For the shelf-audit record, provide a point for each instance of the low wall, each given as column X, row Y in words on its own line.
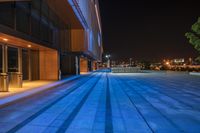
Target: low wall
column 125, row 69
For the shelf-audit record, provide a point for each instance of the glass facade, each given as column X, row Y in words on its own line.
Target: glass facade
column 12, row 59
column 33, row 18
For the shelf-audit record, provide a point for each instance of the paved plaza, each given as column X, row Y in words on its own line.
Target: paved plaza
column 157, row 102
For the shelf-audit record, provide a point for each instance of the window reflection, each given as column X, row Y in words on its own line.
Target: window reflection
column 12, row 59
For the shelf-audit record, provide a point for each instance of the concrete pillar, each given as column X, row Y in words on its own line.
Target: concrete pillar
column 77, row 65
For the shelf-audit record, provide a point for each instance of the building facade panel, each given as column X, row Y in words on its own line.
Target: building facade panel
column 37, row 34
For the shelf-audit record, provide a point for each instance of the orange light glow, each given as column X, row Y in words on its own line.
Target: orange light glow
column 5, row 39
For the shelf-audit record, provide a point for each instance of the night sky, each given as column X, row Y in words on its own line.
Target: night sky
column 148, row 29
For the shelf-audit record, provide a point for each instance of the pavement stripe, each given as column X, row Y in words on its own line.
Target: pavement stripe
column 72, row 115
column 108, row 123
column 28, row 120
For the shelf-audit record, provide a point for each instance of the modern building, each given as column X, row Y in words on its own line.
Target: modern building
column 44, row 39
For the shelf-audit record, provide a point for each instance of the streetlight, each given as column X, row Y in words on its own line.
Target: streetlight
column 108, row 60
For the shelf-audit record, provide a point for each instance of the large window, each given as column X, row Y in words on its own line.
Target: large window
column 35, row 19
column 12, row 59
column 23, row 17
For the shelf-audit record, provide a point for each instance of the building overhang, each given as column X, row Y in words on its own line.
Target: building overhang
column 66, row 13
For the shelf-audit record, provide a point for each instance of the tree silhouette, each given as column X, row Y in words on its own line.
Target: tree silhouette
column 194, row 36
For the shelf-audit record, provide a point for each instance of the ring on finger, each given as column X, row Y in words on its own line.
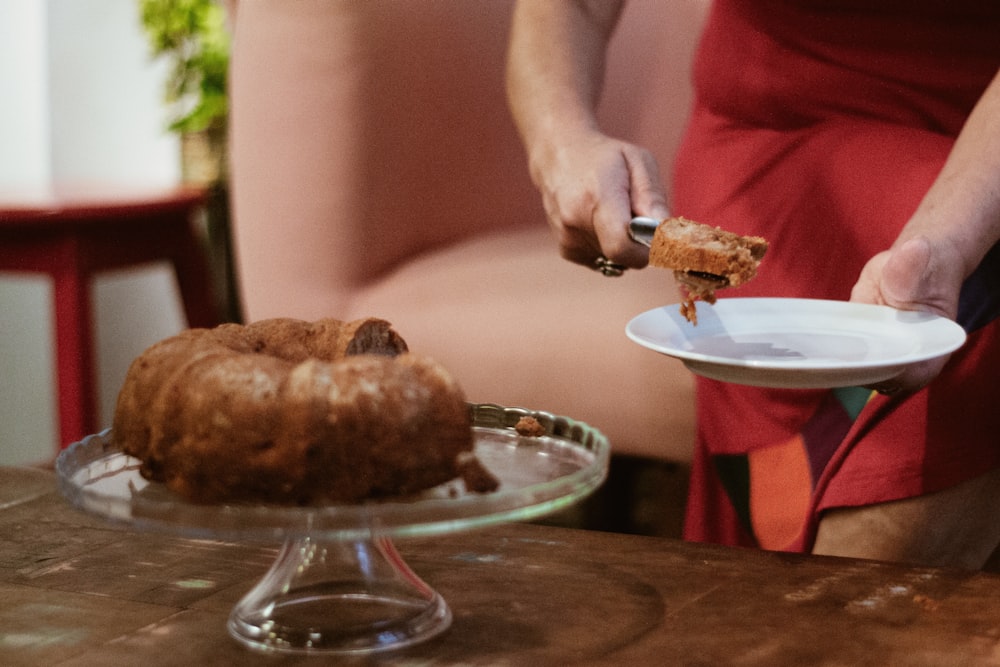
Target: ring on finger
column 608, row 268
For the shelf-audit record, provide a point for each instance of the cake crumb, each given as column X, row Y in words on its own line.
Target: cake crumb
column 529, row 426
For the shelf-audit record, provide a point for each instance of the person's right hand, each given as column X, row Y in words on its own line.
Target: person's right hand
column 591, row 185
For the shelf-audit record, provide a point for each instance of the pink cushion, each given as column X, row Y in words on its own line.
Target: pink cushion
column 376, row 171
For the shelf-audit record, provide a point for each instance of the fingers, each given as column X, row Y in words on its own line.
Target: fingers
column 911, row 276
column 639, row 194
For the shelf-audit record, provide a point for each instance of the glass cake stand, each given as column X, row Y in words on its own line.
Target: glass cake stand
column 338, row 584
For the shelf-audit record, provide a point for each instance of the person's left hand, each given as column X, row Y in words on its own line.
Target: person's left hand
column 916, row 274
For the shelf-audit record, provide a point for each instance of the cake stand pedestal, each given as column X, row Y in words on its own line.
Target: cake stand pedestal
column 338, row 585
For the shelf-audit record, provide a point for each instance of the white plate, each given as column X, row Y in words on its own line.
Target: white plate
column 796, row 343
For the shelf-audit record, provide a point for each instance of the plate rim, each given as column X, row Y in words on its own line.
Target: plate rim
column 956, row 339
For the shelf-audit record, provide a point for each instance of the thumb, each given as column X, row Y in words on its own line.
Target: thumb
column 906, row 281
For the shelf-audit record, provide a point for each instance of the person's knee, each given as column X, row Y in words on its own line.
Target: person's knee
column 957, row 527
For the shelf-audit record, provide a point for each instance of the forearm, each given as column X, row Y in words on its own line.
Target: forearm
column 962, row 207
column 556, row 65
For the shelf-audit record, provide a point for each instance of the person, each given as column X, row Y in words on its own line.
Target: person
column 864, row 144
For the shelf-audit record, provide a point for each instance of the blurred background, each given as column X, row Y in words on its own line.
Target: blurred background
column 82, row 102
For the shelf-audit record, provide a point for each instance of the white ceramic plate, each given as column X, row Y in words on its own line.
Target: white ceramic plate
column 796, row 343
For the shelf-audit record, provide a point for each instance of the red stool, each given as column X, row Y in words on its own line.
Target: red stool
column 71, row 237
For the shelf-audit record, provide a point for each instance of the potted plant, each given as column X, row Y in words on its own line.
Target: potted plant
column 192, row 36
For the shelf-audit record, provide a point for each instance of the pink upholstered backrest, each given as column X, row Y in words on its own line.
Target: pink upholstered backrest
column 364, row 132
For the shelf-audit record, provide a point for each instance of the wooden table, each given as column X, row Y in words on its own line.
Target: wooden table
column 80, row 591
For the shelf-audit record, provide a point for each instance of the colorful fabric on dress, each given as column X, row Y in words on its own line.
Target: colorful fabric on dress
column 820, row 125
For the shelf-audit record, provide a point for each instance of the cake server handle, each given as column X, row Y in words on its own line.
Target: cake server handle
column 641, row 229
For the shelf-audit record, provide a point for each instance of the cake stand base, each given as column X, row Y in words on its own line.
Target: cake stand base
column 347, row 597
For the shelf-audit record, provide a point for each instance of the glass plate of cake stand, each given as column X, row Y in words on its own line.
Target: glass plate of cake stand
column 338, row 585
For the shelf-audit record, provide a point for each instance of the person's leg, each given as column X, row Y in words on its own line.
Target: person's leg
column 958, row 527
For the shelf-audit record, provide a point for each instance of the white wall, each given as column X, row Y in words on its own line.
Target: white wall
column 80, row 102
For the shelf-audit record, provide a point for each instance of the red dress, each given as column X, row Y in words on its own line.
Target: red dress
column 820, row 125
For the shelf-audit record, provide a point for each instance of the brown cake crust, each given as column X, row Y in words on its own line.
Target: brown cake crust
column 287, row 411
column 704, row 259
column 684, row 245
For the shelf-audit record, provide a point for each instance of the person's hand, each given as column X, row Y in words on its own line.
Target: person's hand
column 591, row 186
column 913, row 275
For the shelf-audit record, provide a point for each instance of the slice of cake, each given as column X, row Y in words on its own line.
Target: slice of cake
column 704, row 259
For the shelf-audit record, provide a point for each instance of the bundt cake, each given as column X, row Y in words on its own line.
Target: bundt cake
column 286, row 411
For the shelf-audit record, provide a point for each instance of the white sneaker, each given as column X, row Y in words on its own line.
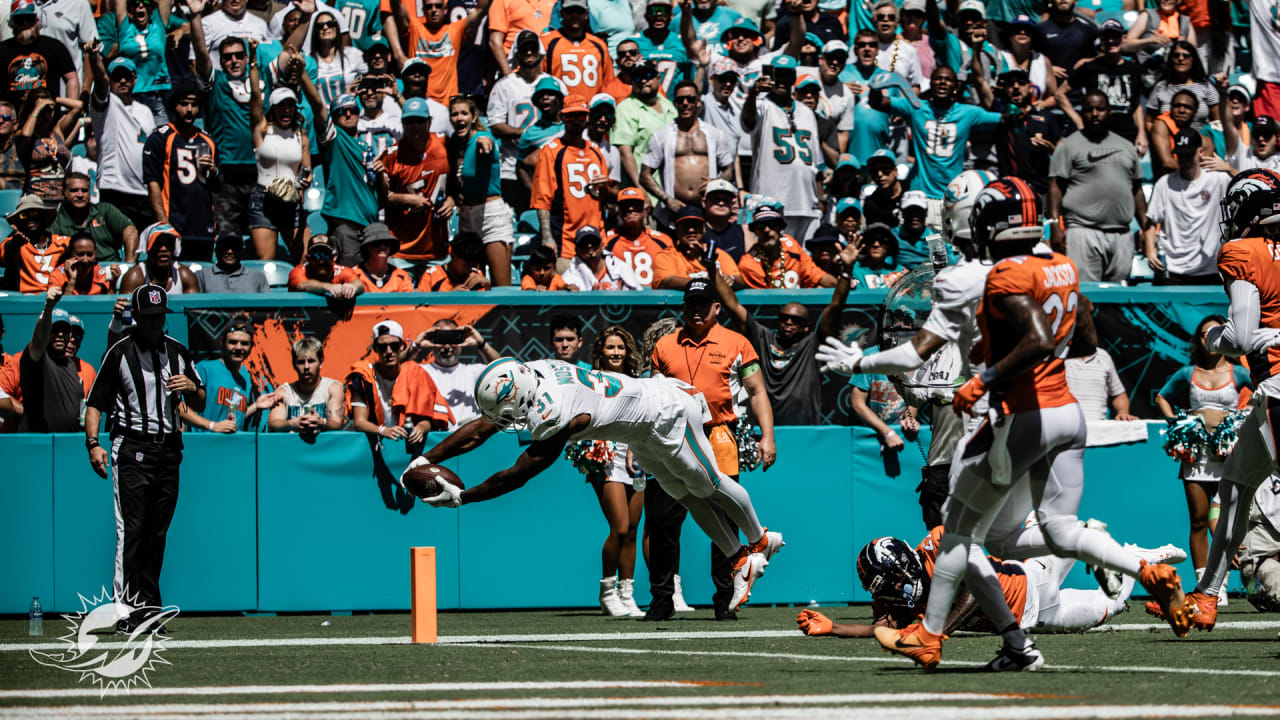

▸ THE PROBLEM: Write everything in the records out exactly, apart from the pictures.

▸ TASK RESPONSE:
For the shelf-audit record, provide a point for each instance of the low wall, each given as column X, row Y in words on its own line.
Target: low wall
column 125, row 69
For the shelf-audit record, provide a point for each instance of the glass facade, each given as column X, row Y in words on its own line.
Target: glass facade
column 12, row 59
column 33, row 18
For the shelf-audit record, provide a point for each instance of the paved plaza, each given as column X, row Y in words on its own line.
Target: paved plaza
column 157, row 102
For the shelf-audit record, provide a point for each instance of the window reflection, each given as column X, row Y in words on its own line.
Target: window reflection
column 12, row 59
For the shelf-audit record, provide a point for each instance of the concrete pillar, each given as column X, row Y in words on its own line.
Target: concrete pillar
column 77, row 65
For the shelf-audit record, provide a point for each instance of the building facade panel, each given as column X, row Y in words on its own line.
Target: building facade panel
column 37, row 34
For the shelf-audit record, provide a point for each instance of the orange light glow, each given as column X, row Y in words on its own line.
Target: orange light glow
column 5, row 39
For the shelf-audit record, provide a point for each instance of the night sky, each given as column X, row Y in words on its own line.
Target: night sky
column 148, row 29
For the shelf-audit record, provide a point for each instance of the pavement stripe, each given as column X, row Y in words on its own line.
Target: pavement stripe
column 72, row 115
column 108, row 123
column 28, row 120
For the shelf-audit record, provide a point for each instance of the modern building, each given as column X, row Y in words on its own line.
Target: modern building
column 44, row 39
For the shelf-audit record, provide a point for each instance of the streetlight, each given as column X, row Y in words on its own line.
Target: streetlight
column 108, row 60
For the shelf-audit record, provide a point for each instance of the large window, each given as column X, row Y in words on its own line.
Target: large window
column 35, row 19
column 12, row 59
column 23, row 17
For the shelf-audit record, provide a point for each instance of the building overhang, each given as column X, row Y in words on its own line.
Target: building overhang
column 66, row 13
For the shelf-audit record, provide a point for each instance of the tree silhouette, each given as column X, row Y in words on its own line.
Target: tree silhouette
column 194, row 36
For the shelf-audit record, provide a point for each instance of the ring on finger, each given as column X, row Y in words on its own line.
Target: ring on finger
column 608, row 268
For the shelf-audit record, provide a point for each instance of the cake crumb, each given as column X, row Y in words on its own line.
Target: cake crumb
column 529, row 426
For the shelf-audit record, provide a point for each instance of the person's right hand, each given as column X, row Y in words on its own line.
Target: person's right hand
column 591, row 185
For the shelf-audit record, provide a point for each instance of the pink cushion, each given as column X, row Y in words on its own line.
Target: pink cushion
column 376, row 171
For the shelf-audit record, provide a point for each instance of the fingers, each given as column X, row Y in words on its own line.
Target: fingers
column 911, row 276
column 639, row 194
For the shelf-audit record, provide a point for each instance of the glass cake stand, each given as column X, row Y in words on its own line.
Target: glass cake stand
column 338, row 584
For the shelf-audit record, provide a point for each instance of the person's left hand, each given as column X, row Y in words on its own line.
Target: person's left hand
column 916, row 274
For the shelf-audit record, provide a point for each instance of the cake stand pedestal, each given as column X, row Y in words on its own line.
Target: cake stand pedestal
column 338, row 585
For the shelf-audit record, provide a point for each instance of the white plate, each given as column X, row Y in words on its own line.
Target: white plate
column 796, row 343
For the shelf-audit record, provide a point for each instance of the plate rim, each given as column X, row Y in words on its own line.
Target: plate rim
column 956, row 339
For the shelf-audit record, provide a point for each instance of the thumb, each given as column X, row Y in words on its own line.
Target: thumb
column 906, row 281
For the shelf-audit record, provide a point for each instance of the person's knee, each given as column X, row Y in words on its own line.
Target: person's knee
column 957, row 527
For the shelf-audit record, provide a point for each instance of the forearm, each given as column X, row Y in words on its own line.
Target: forearm
column 962, row 207
column 556, row 65
For the shelf-audit record, provide a point for each instance of the person, each given as column X, row Y in words on its own line.
Target: person
column 864, row 144
For the shelf-audit record, provide a point for each instance of the blurred background, each given as column X, row Y in words on its own line.
Target: blurred background
column 82, row 102
For the shelf-audit record, provide a point for each instance of the white ceramic plate, each given as column X, row Y in words on its own line.
Target: white ceramic plate
column 796, row 343
For the shelf-audit record, provide a point for each instance of the red stool, each given as column X, row Y in words on its own line.
Target: red stool
column 71, row 237
For the shelf-audit record, provide a point for each instance of the potted plant, each given as column X, row Y in words on its own line.
Target: potted plant
column 192, row 36
For the shelf-audit record, provide a point for each instance of the pink upholstered backrest, each given as column X, row Y in words on its own line.
Target: pink upholstered backrest
column 364, row 132
For the shelf-audit record, provide a point for each instance of the wooden table, each given as column X, row Y in words on its own line.
Target: wooden table
column 80, row 591
For the shelf-audit record, provide a point for each instance of the colorful fabric on dress, each given as column X, row Y in words on its own line.
Target: colorful fabric on dress
column 820, row 125
For the shelf-audit record, provide a point for each instance of the cake server handle, each given as column X, row Y in words on its own line.
Target: cake server handle
column 641, row 229
For the shelf-audit record, provide a point for each instance of the cake stand base, each given as column X, row Y in words on its own line.
Target: cake stand base
column 347, row 597
For the shelf-audit record, provide a point for each instance of the glass plate of cake stand, each given as column X, row Y in words on its own line.
Target: glass plate of cake stand
column 338, row 585
For the shelf-audit record, provide a point for each instance of the person's leg, each given as column X, row Y in words on its own line.
Target: person's leg
column 958, row 527
For the shelf-audit record, provide a point for each instance of the white wall, each given as column X, row Y in words on its own line.
Target: white wall
column 80, row 102
For the shelf-audit record, provide a point for each instance of the red dress, each given as column X, row Y in words on its own line.
Target: red dress
column 820, row 125
For the shelf-audit record, provide a point for each instance of the brown cake crust, each given as column X, row Y in words on its own line.
Target: brown cake crust
column 287, row 411
column 704, row 259
column 684, row 245
For the shelf-audit record, provide a point for each instance of the person's hand, each given as column X, row Y in words on its own line.
Target: person's hand
column 591, row 186
column 913, row 275
For the shelf-audit record, provide a point for each instance of the slice of cake, each given as column X, row Y in words on its own line.
Target: slice of cake
column 704, row 259
For the shelf-audit record, provide a point for each instance of the bundt cake, each given as column X, row Y in words on its own line.
Target: bundt cake
column 286, row 411
For the shelf-audit record, provide a point for each instance of the white sneaker, each given as column X, row Y in words on its own line.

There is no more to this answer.